With no line omitted, restate the records below exactly as they appear.

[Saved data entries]
+++

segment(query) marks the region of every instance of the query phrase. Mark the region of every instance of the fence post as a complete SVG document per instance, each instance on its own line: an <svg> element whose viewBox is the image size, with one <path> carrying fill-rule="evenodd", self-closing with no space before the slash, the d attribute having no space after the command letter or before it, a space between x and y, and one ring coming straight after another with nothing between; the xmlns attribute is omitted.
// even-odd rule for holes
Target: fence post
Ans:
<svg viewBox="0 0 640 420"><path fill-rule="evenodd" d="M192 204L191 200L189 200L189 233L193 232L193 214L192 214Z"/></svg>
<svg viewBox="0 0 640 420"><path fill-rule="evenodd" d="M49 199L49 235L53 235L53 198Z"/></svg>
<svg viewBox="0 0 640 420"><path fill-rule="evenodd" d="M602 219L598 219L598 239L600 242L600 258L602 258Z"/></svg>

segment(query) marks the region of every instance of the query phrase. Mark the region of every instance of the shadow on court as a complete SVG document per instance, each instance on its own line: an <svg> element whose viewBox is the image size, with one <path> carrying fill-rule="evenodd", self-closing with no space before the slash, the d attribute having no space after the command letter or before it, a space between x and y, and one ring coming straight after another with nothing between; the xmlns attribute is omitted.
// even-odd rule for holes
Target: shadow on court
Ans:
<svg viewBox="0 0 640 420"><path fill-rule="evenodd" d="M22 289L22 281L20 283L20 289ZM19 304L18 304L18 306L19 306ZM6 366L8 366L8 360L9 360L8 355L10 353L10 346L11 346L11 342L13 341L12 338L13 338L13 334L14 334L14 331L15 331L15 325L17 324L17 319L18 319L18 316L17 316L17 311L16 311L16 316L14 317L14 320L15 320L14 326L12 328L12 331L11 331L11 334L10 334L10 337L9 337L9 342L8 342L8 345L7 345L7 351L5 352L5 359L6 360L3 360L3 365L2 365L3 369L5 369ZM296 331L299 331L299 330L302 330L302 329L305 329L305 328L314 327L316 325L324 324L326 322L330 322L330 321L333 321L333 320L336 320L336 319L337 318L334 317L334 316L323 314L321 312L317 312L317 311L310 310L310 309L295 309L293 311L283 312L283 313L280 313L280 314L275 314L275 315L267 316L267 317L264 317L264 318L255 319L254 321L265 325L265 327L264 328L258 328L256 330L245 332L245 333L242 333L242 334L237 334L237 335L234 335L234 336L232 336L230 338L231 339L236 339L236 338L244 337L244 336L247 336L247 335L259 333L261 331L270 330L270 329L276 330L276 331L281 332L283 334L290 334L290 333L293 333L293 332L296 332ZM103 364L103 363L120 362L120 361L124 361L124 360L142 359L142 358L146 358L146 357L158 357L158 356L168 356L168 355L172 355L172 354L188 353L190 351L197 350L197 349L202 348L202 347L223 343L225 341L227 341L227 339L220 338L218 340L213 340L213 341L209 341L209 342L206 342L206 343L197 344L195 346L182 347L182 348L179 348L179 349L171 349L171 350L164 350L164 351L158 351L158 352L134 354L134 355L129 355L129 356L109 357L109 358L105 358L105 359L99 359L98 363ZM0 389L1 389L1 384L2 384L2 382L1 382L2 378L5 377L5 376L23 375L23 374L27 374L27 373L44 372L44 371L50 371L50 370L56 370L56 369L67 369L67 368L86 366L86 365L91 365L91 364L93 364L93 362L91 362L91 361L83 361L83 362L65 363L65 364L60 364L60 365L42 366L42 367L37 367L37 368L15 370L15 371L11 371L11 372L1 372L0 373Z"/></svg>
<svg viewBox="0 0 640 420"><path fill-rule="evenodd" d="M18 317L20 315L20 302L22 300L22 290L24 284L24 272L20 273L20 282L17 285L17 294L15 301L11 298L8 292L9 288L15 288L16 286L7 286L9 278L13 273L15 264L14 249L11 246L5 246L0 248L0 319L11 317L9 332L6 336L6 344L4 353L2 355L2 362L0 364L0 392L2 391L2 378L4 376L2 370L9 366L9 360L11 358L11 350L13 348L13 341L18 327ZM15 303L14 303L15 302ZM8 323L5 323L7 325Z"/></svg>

+++

Task response —
segment(query) marks the region of every instance of the query phrase. Mark the region of every instance of the fence post as a complete SVG document per instance, each instance on its own line: an <svg> element whose viewBox is the image size, with one <path> carrying fill-rule="evenodd", self-closing with no space before the slash, the d attribute having no space after the command letter or before it, a space between x and y, and one ring coming straight after another with nothing between; the xmlns attribute is omitted.
// even-odd rule for holes
Target: fence post
Ans:
<svg viewBox="0 0 640 420"><path fill-rule="evenodd" d="M192 204L191 200L189 200L189 233L193 232L193 214L192 214Z"/></svg>
<svg viewBox="0 0 640 420"><path fill-rule="evenodd" d="M49 199L49 235L53 235L53 198Z"/></svg>
<svg viewBox="0 0 640 420"><path fill-rule="evenodd" d="M602 219L598 219L598 239L600 242L600 258L602 258Z"/></svg>

segment(query) marks the region of every instance of the query phrase. Mark the region of every instance of the shadow on court as a complete SVG document per instance, each instance on its own line: an <svg> element whose viewBox is the image size, with one <path> carrying fill-rule="evenodd", self-closing with no space before the slash, the d attribute having no space after the command letter or before it, a space between x and y, and one ring coming straight after another with nothing between; the xmlns attribute is omitted.
// even-odd rule for holes
Target: shadow on court
Ans:
<svg viewBox="0 0 640 420"><path fill-rule="evenodd" d="M22 289L22 281L20 283L20 289ZM19 304L18 304L18 306L19 306ZM6 366L8 366L8 360L9 360L8 355L10 353L10 346L11 346L11 342L13 341L12 338L13 338L13 334L14 334L14 331L15 331L15 325L17 324L17 319L18 319L18 316L17 316L17 311L16 311L16 316L14 317L14 320L15 320L14 326L12 328L12 331L11 331L11 334L10 334L10 337L9 337L9 342L8 342L8 345L7 345L7 351L5 352L5 359L6 360L3 360L3 365L2 365L3 369L5 369ZM296 331L299 331L299 330L302 330L302 329L305 329L305 328L314 327L316 325L324 324L326 322L330 322L330 321L333 321L333 320L336 320L336 319L337 318L334 317L334 316L323 314L321 312L317 312L317 311L310 310L310 309L295 309L293 311L283 312L283 313L280 313L280 314L275 314L275 315L267 316L267 317L264 317L264 318L255 319L254 321L265 325L265 327L264 328L258 328L256 330L245 332L245 333L242 333L242 334L237 334L237 335L234 335L234 336L232 336L230 338L231 339L236 339L236 338L244 337L244 336L247 336L247 335L259 333L261 331L270 330L270 329L276 330L276 331L281 332L283 334L290 334L290 333L293 333L293 332L296 332ZM103 364L103 363L120 362L120 361L124 361L124 360L142 359L142 358L146 358L146 357L158 357L158 356L168 356L168 355L172 355L172 354L188 353L190 351L197 350L197 349L202 348L202 347L223 343L225 341L227 341L227 339L220 338L218 340L213 340L213 341L209 341L209 342L206 342L206 343L197 344L195 346L182 347L182 348L179 348L179 349L171 349L171 350L164 350L164 351L158 351L158 352L134 354L134 355L129 355L129 356L109 357L109 358L105 358L105 359L99 359L98 363ZM0 389L1 389L1 384L2 384L2 382L1 382L2 378L5 377L5 376L23 375L23 374L27 374L27 373L44 372L44 371L50 371L50 370L56 370L56 369L67 369L67 368L86 366L86 365L91 365L91 364L93 364L93 362L91 362L91 361L83 361L83 362L65 363L65 364L60 364L60 365L42 366L42 367L37 367L37 368L15 370L15 371L11 371L11 372L1 372L0 373Z"/></svg>
<svg viewBox="0 0 640 420"><path fill-rule="evenodd" d="M18 317L20 315L20 302L22 300L22 290L24 284L24 272L20 273L20 282L17 285L17 294L15 301L11 298L8 292L9 288L15 288L16 286L7 286L9 278L13 273L15 264L14 249L11 246L5 246L0 248L0 319L11 317L9 332L6 336L6 344L4 353L2 355L2 362L0 364L0 392L2 391L2 378L4 376L2 370L9 366L9 360L11 358L11 350L13 348L13 341L18 327ZM15 303L14 303L15 302ZM8 323L5 323L7 325Z"/></svg>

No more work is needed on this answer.